Short exercise 1: Under which license is the repository in the issue thread below released?

Given text:
[Start]

AUTOMATIC1111 / stable-diffusion-webui

Stable Diffusion web UI
GNU Affero General Public License v3.0
141.47k stars 26.73k forks source link

[Feature Request]: add Implement Paradigms Sampler to Automatic 1111 #11888

Open gjin10969 opened 1 year ago

gjin10969 commented 1 year ago

Is there an existing issue for this?

What would your feature do ?

pull req for script extension to automatic1111 Implement Paradigms Sampler to Automatic 1111

image

https://github.com/AndyShih12/paradigms

Proposed workflow

  1. Go to ....
  2. Press ....
  3. ...

Additional information

No response

w-e-w commented 1 year ago

I don't see a point according to their github, the performance only improvs with multi GPU and even performance wrose with single GPU

for one webui currenty suppors single GPU (I don't belive any one is makeing multi GPU to work) also most normal people don't have multi of the same GPU, so if even if your can split the work load, mostlikey performace will be drag down by the weaker GPU

so this only really this is only good of server multi GPU and even thatn do have multi of the same GPU in ypur PC it see to me it maks more sense to launch multi instance of webui and then chain them together through api or https://github.com/papuSpartan/stable-diffusion-webui-distributed.git

gjin10969 commented 1 year ago

so it can't implement this paradigms in automatic 1111?

[End]

Short exercise 2: Extract every line of the entries below that contains the word "mark".

[Records from a data source]
[Start]

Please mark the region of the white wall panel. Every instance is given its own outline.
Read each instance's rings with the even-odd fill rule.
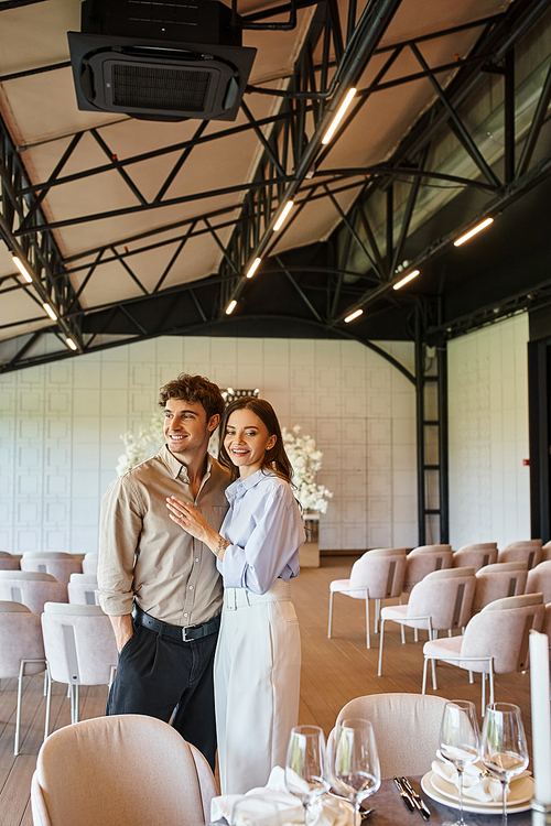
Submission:
[[[450,540],[530,537],[528,314],[449,346]]]
[[[386,349],[411,368],[411,345]],[[322,548],[417,544],[414,389],[392,365],[355,341],[164,337],[0,377],[0,550],[96,550],[120,435],[184,369],[260,388],[316,439]]]

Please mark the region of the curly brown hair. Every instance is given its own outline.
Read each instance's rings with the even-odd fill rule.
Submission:
[[[238,468],[234,465],[229,458],[228,452],[224,446],[224,437],[226,436],[226,426],[228,419],[231,413],[236,410],[250,410],[255,413],[261,422],[263,422],[268,428],[268,433],[277,437],[276,444],[269,450],[266,452],[262,460],[261,469],[269,470],[272,474],[281,477],[289,483],[293,477],[293,467],[289,461],[289,457],[285,453],[283,445],[283,438],[281,436],[281,427],[279,426],[278,416],[270,402],[266,399],[255,399],[252,395],[244,395],[240,399],[236,399],[231,404],[228,404],[224,413],[224,417],[220,424],[220,447],[218,454],[218,461],[220,465],[229,468],[234,476],[238,476]]]
[[[159,406],[164,407],[169,399],[182,399],[186,402],[203,405],[207,422],[212,416],[224,413],[224,399],[220,389],[204,376],[180,373],[177,379],[169,381],[160,389]]]

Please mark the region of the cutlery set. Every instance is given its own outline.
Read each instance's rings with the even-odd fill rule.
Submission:
[[[415,792],[408,778],[395,778],[393,780],[408,812],[413,814],[417,809],[423,820],[428,820],[431,816],[431,811],[421,795]]]

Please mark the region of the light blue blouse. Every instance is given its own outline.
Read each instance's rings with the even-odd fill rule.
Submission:
[[[299,547],[305,542],[301,512],[291,486],[257,470],[226,489],[229,511],[220,534],[228,545],[218,570],[225,588],[266,594],[276,579],[299,573]]]

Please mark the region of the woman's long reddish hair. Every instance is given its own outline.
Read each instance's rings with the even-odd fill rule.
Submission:
[[[224,416],[220,424],[220,447],[218,453],[218,459],[220,465],[229,468],[234,476],[239,476],[239,469],[229,458],[228,452],[224,446],[224,438],[226,436],[226,427],[228,424],[229,416],[236,410],[250,410],[255,413],[261,422],[264,423],[268,428],[270,436],[276,436],[276,444],[269,450],[266,452],[262,460],[261,469],[269,470],[282,479],[291,483],[293,477],[293,467],[289,461],[289,456],[285,453],[283,445],[283,438],[281,436],[281,427],[279,426],[278,416],[270,402],[266,399],[255,399],[252,395],[244,395],[241,399],[236,399],[230,402],[224,411]]]

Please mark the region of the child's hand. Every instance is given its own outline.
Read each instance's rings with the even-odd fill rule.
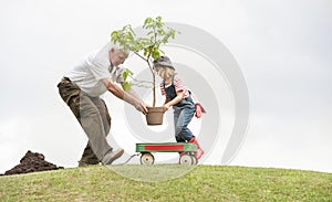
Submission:
[[[203,106],[199,103],[196,103],[195,104],[195,116],[196,116],[196,118],[200,118],[203,113],[206,113],[205,109],[203,108]]]

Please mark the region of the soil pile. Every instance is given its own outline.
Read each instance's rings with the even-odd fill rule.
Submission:
[[[42,153],[31,152],[29,150],[20,160],[20,164],[6,171],[4,176],[58,169],[63,169],[63,167],[56,167],[55,164],[45,161],[45,157]]]

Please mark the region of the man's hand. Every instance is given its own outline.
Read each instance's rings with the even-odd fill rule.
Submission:
[[[135,108],[137,109],[137,110],[139,110],[141,113],[143,113],[144,115],[146,115],[147,114],[147,105],[146,104],[144,104],[144,103],[142,103],[142,102],[137,102],[137,103],[135,103]]]
[[[168,110],[169,105],[165,104],[165,105],[163,105],[162,107],[163,107],[163,110],[166,111],[166,110]]]

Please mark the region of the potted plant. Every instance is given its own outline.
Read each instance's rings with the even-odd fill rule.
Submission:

[End]

Result 1: GNU Affero General Public License v3.0

Result 2:
Please mark the region of the white wall panel. Every instance is given its own outline.
Please mark the region of the curly brown hair. Every instance is given its own outline.
Please mark the region of the cutlery set. Every instance is given its own outline.
Please mark the region of the light blue blouse. Every instance is given its own outline.
Please mark the region of the woman's long reddish hair. Every instance is given its own outline.
Please mark the region of the child's hand. Every instance is given its own outline.
Please mark the region of the soil pile. Every instance is given its own outline.
Please mark the region of the man's hand. Every instance is given its own outline.
Please mark the region of the potted plant. Every instance is given its own outline.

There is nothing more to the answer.